Directions for this task
Copy the data exactly. Images are the one exception.
---------------
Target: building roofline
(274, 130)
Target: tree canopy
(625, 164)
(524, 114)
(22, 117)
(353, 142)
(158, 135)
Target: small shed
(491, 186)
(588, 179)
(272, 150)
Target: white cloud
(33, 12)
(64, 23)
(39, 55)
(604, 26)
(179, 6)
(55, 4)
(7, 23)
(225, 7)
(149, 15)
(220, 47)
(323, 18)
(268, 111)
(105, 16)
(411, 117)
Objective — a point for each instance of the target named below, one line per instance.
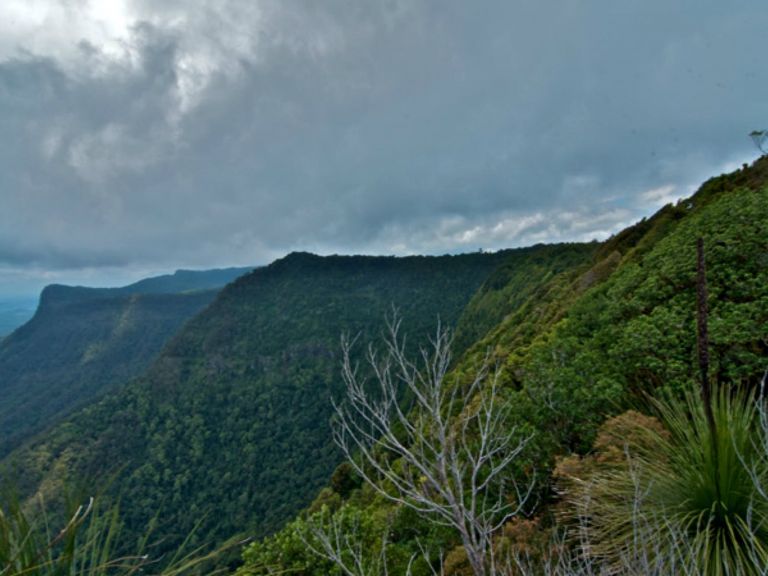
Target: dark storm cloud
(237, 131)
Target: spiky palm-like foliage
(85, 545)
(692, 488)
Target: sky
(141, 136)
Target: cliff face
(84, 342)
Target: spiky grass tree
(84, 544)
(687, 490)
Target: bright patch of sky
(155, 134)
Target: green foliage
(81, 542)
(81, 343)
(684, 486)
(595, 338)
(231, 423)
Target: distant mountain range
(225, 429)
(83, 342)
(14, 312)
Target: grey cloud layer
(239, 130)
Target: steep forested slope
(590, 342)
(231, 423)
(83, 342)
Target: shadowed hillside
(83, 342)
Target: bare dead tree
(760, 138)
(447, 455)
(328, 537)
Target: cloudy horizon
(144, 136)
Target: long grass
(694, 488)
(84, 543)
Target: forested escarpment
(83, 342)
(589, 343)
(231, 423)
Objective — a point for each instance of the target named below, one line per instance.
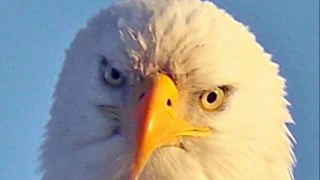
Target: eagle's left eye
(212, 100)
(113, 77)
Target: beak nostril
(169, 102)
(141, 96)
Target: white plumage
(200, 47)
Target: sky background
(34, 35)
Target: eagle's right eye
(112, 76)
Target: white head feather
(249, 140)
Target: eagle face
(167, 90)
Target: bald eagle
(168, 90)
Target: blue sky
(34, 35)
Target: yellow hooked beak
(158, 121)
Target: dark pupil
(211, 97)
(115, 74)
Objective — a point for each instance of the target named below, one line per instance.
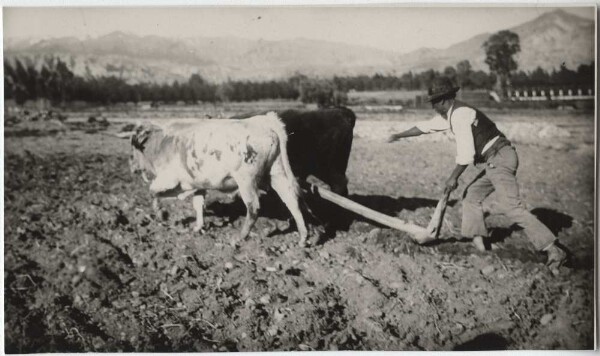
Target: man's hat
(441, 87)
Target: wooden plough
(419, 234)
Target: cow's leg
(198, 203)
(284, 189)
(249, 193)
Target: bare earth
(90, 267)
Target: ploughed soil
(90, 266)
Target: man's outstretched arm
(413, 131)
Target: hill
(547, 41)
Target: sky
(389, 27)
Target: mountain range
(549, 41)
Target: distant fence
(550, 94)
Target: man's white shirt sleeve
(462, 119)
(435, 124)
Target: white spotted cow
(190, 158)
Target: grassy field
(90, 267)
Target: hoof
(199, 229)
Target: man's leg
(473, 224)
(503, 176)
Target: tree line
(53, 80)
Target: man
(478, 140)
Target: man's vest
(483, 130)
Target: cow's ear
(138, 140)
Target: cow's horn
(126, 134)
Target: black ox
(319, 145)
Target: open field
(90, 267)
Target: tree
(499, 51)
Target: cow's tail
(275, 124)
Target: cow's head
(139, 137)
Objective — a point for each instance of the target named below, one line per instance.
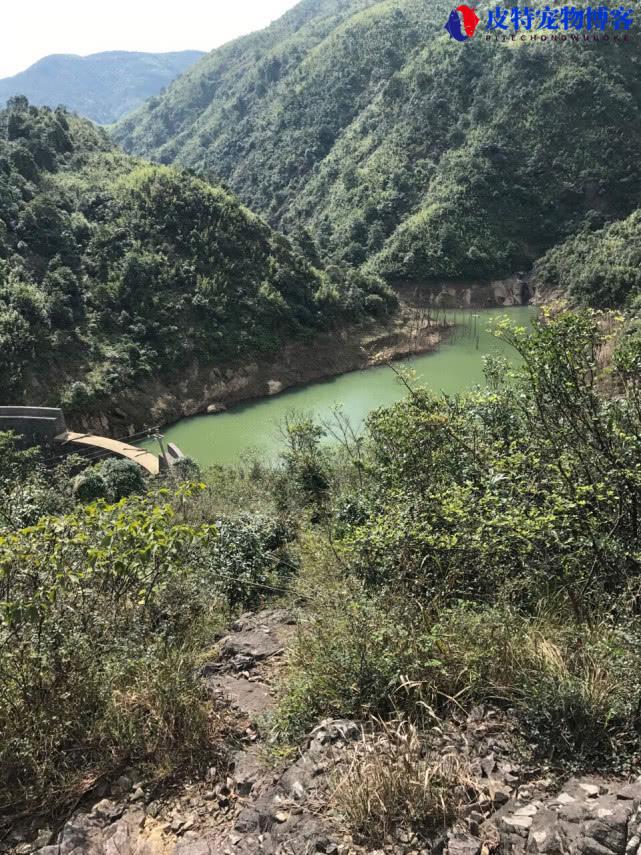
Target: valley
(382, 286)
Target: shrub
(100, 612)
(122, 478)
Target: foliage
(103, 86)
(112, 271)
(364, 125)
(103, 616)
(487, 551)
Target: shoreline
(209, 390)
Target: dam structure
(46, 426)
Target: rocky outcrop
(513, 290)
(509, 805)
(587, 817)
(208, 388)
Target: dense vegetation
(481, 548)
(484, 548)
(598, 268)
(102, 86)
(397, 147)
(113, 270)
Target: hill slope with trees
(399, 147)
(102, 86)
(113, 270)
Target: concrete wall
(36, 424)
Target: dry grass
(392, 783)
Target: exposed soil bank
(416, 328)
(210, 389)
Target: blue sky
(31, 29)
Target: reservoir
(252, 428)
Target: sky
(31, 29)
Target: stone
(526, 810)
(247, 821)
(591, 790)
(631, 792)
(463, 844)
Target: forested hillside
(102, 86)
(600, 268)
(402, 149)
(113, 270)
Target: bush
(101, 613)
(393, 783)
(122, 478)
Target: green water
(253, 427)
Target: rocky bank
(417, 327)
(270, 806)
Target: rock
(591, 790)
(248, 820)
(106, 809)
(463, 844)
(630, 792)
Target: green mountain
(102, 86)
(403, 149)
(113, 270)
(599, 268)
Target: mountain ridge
---------------
Written solution
Target: building roofline
(274, 130)
Target: tree canopy
(625, 164)
(524, 114)
(22, 117)
(353, 142)
(158, 135)
Target: small shed
(491, 186)
(588, 179)
(272, 150)
Target: white cloud
(33, 12)
(64, 23)
(39, 55)
(604, 26)
(179, 6)
(55, 4)
(7, 23)
(225, 7)
(149, 15)
(220, 47)
(323, 18)
(268, 111)
(105, 16)
(411, 117)
Objective — a point for each instance of the target named below, one line per instance.
Target: dark storm cloud
(237, 131)
Target: spiky palm-like foliage
(85, 545)
(692, 488)
Target: sky
(141, 136)
Target: cliff face
(84, 342)
Target: spiky grass tree
(84, 544)
(687, 490)
Target: bright patch of sky
(155, 134)
Target: green foliage
(81, 542)
(81, 343)
(684, 486)
(595, 338)
(231, 423)
Target: distant mountain range
(225, 429)
(83, 342)
(14, 312)
Target: grey cloud layer
(239, 130)
Target: steep forested slope
(590, 342)
(231, 423)
(83, 342)
Target: shadowed hillside
(83, 342)
Target: bare dead tree
(760, 138)
(447, 455)
(328, 537)
Target: cloudy horizon
(144, 136)
Target: long grass
(694, 488)
(84, 543)
Target: forested escarpment
(83, 342)
(589, 343)
(231, 423)
Objective — a point for each instance of the target named below, one line per instance.
Target: eagle's left eye
(212, 100)
(113, 77)
Target: beak nostril
(169, 102)
(141, 96)
Target: white plumage
(200, 47)
Target: sky background
(34, 35)
Target: eagle's right eye
(112, 76)
Target: white head feather
(249, 140)
Target: eagle face
(167, 90)
Target: bald eagle
(168, 90)
Target: blue sky
(34, 35)
Target: yellow hooked beak
(158, 121)
Target: dark pupil
(211, 97)
(115, 74)
Objective — a point for each instance of the target named below, one line per instance.
Target: man's hat
(441, 87)
Target: wooden plough
(419, 234)
Target: cow's leg
(198, 203)
(284, 189)
(249, 193)
Target: bare earth
(90, 267)
Target: ploughed soil
(90, 266)
Target: man's outstretched arm
(413, 131)
Target: hill
(547, 41)
Target: sky
(389, 27)
Target: mountain range
(549, 41)
Target: distant fence
(550, 94)
Target: man's white shirt sleeve
(462, 119)
(435, 124)
Target: white spotted cow
(190, 158)
Target: grassy field
(90, 267)
Target: hoof
(199, 229)
Target: man's leg
(473, 224)
(503, 176)
Target: tree line
(53, 80)
Target: man
(478, 140)
Target: man's vest
(483, 130)
Target: cow's ear
(138, 140)
Target: cow's horn
(126, 134)
Target: black ox
(319, 145)
Target: open field
(90, 267)
Target: tree
(499, 51)
Target: cow's tail
(275, 124)
Target: cow's head
(139, 137)
Objective — a point for each instance of the target named below, one line per instance.
Target: valley
(382, 286)
Target: shrub
(100, 612)
(122, 478)
Target: foliage
(103, 86)
(112, 271)
(364, 125)
(103, 616)
(487, 551)
Target: shoreline
(209, 390)
Target: dam structure
(46, 426)
Target: rocky outcrop
(513, 290)
(509, 805)
(587, 817)
(208, 388)
Target: dense vegetation
(481, 548)
(484, 548)
(598, 268)
(102, 86)
(397, 147)
(113, 270)
Target: hill slope with trees
(399, 147)
(102, 86)
(113, 270)
Target: concrete wall
(36, 424)
Target: dry grass
(392, 783)
Target: exposed soil bank
(416, 328)
(210, 389)
Target: blue sky
(31, 29)
Target: reservoir
(252, 428)
Target: sky
(31, 29)
Target: stone
(526, 810)
(247, 821)
(591, 790)
(631, 792)
(463, 844)
Target: forested hillside
(102, 86)
(600, 268)
(402, 149)
(113, 270)
Target: bush
(101, 613)
(393, 783)
(122, 478)
Target: green water
(253, 427)
Target: rocky bank
(417, 327)
(270, 806)
Target: rock
(591, 790)
(248, 820)
(106, 809)
(463, 844)
(630, 792)
Target: green mountain
(102, 86)
(403, 149)
(113, 270)
(599, 268)
Target: mountain ridge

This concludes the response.